:: Фрагмент текста ::
В родном углу. Как жила и чем дышала старая Москва | страница 92



Мне кажется, живи Коля, он помог бы найти тропинку к сердцу ее новой семьи. Без него эта тропинка не отыскалась.

Помню я, как приходила к нам гостить Колина кормилица Авдотья, тихая и добрая женщина, неудачница в жизни, и как тихо, с глубокою и, казалось мне, сладостной горестью оплакивала она Колю. Плакала и няня, если случалась тут, придя к нам из богадельни. А у мамы в глазах стояли слезы, и глаза ее были похожи на Колины. Мне, ребенку и даже юноше, всегда было немного обидно от этих слез. «Ведь мы есть у мамы, – думалось мне тогда, – ведь я люблю ее». А я горячо любил ее. Я не понимал тогда, глупый, что ради нас и любовью к нам она и удерживала слезы по первенцу: не будь нас, слезы эти не стояли бы у нее в глазах, а лились бы обильней и неутешней, чем у няни и у кормилицы.

«Любовь к отеческим гробам» заставляет меня желать и просить у Бога великой милости лечь рядом с отцом и матерью в «мать земле сырой», и лечь я желал бы в одной могиле с Колей, под тем же белым камнем. Он потеснится, даст мне место, а мне легче будет лежать в земле вместе с «блаженным младенцем Николаем» (так всегда молилась по нем мама), и я не желал бы, чтоб прибавлялась еще какая-нибудь надпись на его младенческом белом камне… Мне будет казаться, что и меня прикрыла мама, всю ту бедную, запутанную и нераспутанную жизнь, тем же белым камнем с крестом, каким накрыла своего первенца, «не созданного для мира».

:: Что сделать ::
Воспроизведите без единого изменения часть отрывка «В родном углу» от слов «В родном углу.» до слов «тропинка не отыскалась.» включительно.

:: Исходные строки ::
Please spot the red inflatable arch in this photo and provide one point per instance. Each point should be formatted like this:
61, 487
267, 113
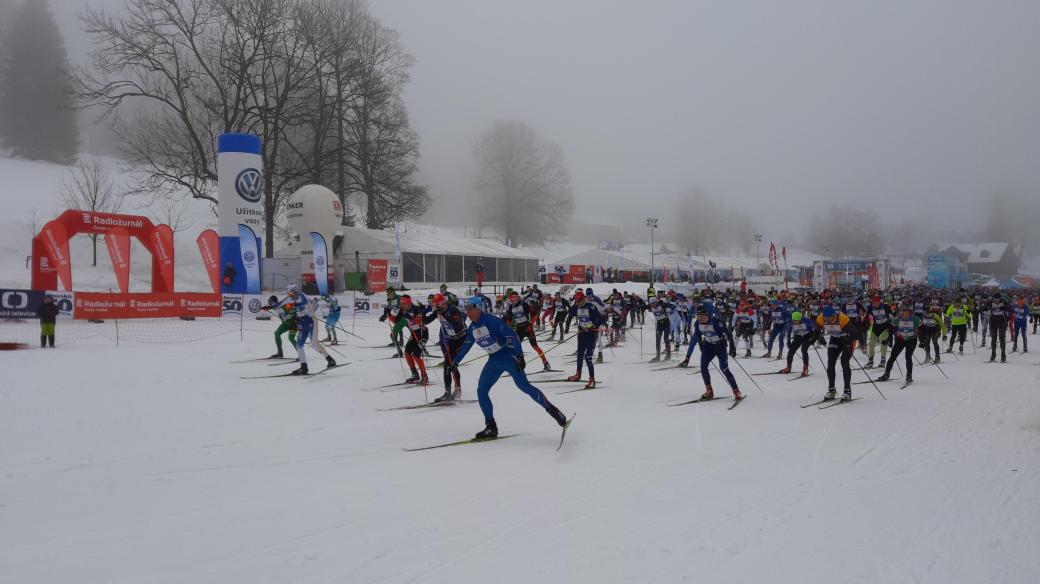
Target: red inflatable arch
50, 248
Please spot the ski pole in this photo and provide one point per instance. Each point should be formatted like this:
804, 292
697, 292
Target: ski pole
868, 375
746, 373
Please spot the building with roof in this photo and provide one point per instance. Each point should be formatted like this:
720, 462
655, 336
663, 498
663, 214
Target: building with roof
427, 256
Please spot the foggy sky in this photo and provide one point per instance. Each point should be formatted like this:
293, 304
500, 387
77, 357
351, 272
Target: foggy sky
915, 108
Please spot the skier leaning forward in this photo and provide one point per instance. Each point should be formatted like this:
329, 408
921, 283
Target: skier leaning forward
504, 355
306, 318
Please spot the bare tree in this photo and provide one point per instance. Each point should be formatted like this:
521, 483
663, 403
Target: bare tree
89, 187
847, 230
385, 150
524, 183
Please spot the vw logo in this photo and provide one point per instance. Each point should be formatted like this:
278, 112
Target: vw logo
249, 184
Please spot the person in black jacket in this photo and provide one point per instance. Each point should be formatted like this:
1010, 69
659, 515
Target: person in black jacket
48, 313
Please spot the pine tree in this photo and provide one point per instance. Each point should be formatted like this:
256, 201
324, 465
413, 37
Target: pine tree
35, 97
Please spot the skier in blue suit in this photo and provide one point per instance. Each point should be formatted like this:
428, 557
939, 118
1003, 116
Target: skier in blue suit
504, 355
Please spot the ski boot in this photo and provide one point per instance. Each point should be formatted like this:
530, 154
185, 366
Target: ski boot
490, 431
556, 415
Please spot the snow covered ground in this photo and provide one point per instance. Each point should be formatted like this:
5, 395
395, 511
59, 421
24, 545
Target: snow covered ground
158, 463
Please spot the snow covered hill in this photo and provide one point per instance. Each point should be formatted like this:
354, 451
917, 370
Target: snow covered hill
160, 465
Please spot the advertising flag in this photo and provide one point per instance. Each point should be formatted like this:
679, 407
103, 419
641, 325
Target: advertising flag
320, 263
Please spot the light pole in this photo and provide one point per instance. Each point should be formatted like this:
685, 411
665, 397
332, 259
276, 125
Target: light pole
652, 224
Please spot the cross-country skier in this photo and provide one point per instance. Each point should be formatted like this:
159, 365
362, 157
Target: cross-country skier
1020, 313
879, 317
907, 328
712, 338
839, 346
778, 320
504, 355
998, 316
519, 315
451, 337
803, 335
661, 309
413, 318
589, 320
306, 316
289, 323
958, 315
331, 320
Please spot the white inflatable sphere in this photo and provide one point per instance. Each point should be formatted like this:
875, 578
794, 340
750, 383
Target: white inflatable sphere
314, 208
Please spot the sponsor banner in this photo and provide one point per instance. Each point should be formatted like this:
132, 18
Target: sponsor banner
232, 306
251, 258
20, 303
209, 248
239, 181
320, 261
377, 275
65, 301
118, 242
162, 264
55, 239
155, 304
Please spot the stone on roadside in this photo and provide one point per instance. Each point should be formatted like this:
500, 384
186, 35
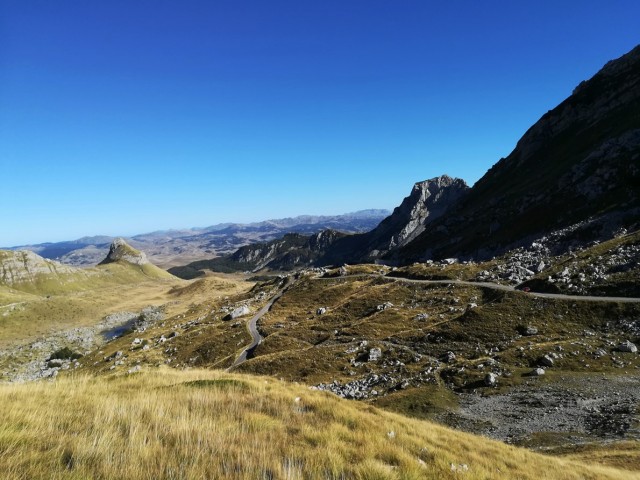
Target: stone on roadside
627, 346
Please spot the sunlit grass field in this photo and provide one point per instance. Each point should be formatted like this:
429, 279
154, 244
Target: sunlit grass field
209, 424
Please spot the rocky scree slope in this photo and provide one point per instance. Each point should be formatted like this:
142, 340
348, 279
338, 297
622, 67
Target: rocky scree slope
580, 161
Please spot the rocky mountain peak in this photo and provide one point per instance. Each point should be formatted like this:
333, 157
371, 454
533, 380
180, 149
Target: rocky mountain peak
120, 250
23, 266
578, 163
427, 201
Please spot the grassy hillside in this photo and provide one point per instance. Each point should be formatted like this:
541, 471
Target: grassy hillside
207, 424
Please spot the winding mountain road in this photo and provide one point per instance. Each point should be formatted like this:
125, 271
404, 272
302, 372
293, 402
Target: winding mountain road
496, 286
256, 338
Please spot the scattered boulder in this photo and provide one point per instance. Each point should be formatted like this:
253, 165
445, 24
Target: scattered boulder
238, 312
449, 357
384, 306
490, 379
375, 354
627, 346
547, 361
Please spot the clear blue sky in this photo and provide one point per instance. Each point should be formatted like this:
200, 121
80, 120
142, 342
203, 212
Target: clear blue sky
122, 117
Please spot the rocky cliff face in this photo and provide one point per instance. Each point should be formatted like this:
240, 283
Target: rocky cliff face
579, 163
428, 201
22, 266
121, 251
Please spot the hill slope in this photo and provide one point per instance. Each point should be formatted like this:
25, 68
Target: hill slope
168, 248
580, 161
206, 424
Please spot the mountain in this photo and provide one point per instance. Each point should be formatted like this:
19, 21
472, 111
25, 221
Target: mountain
579, 164
25, 271
291, 251
168, 248
427, 201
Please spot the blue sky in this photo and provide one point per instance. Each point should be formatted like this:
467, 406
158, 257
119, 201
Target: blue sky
123, 117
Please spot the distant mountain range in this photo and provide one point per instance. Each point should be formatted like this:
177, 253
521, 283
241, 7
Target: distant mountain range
175, 247
577, 167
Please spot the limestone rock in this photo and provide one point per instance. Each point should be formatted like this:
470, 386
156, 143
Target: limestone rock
628, 347
122, 251
238, 312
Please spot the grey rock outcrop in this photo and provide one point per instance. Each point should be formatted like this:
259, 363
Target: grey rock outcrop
428, 200
628, 347
577, 162
122, 251
238, 312
24, 266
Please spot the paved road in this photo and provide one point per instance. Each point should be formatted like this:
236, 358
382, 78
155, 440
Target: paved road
496, 286
253, 329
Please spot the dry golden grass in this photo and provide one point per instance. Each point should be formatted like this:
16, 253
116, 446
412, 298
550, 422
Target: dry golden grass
209, 424
25, 317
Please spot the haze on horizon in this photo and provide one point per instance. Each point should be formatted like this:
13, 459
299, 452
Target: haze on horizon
123, 118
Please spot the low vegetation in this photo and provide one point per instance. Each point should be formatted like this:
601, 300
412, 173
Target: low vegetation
208, 424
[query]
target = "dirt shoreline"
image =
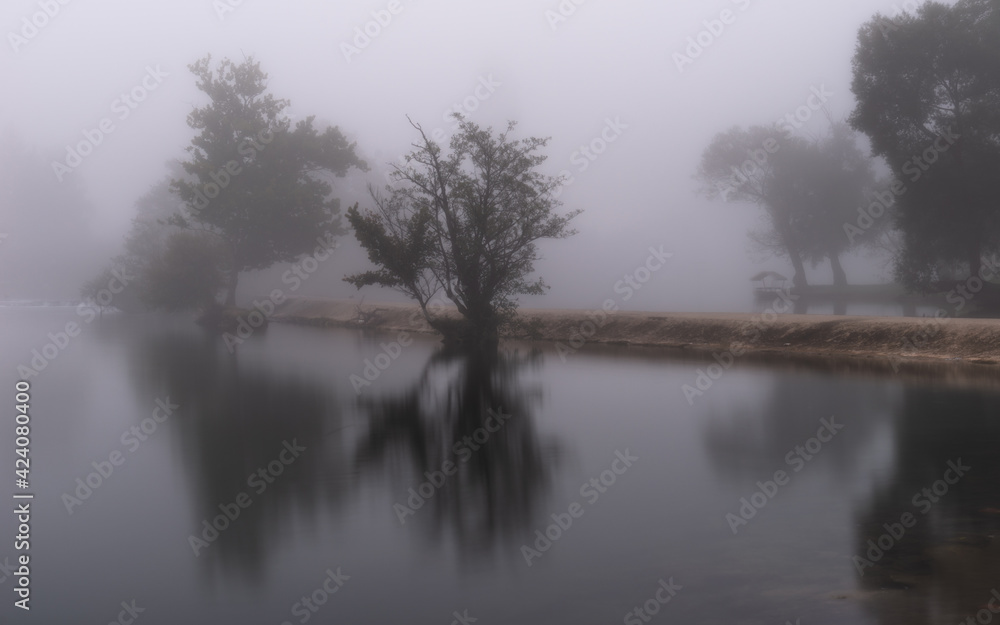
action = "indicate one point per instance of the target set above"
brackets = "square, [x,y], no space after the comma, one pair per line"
[892,339]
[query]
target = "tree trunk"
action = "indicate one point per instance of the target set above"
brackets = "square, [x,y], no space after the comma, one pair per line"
[231,290]
[839,277]
[788,240]
[799,279]
[975,260]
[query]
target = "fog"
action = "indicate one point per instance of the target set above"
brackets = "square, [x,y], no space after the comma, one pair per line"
[603,69]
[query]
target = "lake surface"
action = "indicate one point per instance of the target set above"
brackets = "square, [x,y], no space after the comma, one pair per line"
[751,503]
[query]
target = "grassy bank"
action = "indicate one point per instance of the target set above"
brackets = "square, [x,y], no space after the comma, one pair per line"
[887,338]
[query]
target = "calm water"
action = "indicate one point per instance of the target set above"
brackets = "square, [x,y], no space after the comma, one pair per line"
[335,503]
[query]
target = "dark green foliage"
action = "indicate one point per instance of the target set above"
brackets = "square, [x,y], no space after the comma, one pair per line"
[253,177]
[919,78]
[463,225]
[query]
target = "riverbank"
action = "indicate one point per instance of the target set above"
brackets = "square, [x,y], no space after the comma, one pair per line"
[893,339]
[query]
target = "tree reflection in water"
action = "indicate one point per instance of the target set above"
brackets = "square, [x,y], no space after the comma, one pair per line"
[494,493]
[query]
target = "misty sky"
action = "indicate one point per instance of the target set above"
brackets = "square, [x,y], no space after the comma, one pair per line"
[608,61]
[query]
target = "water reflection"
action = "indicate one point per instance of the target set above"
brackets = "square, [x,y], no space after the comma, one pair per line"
[233,421]
[947,564]
[446,416]
[756,437]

:: Правильный ответ ::
В родном углу. Как жила и чем дышала старая Москва | страница 92



Мне кажется, живи Коля, он помог бы найти тропинку к сердцу ее новой семьи. Без него эта тропинка не отыскалась.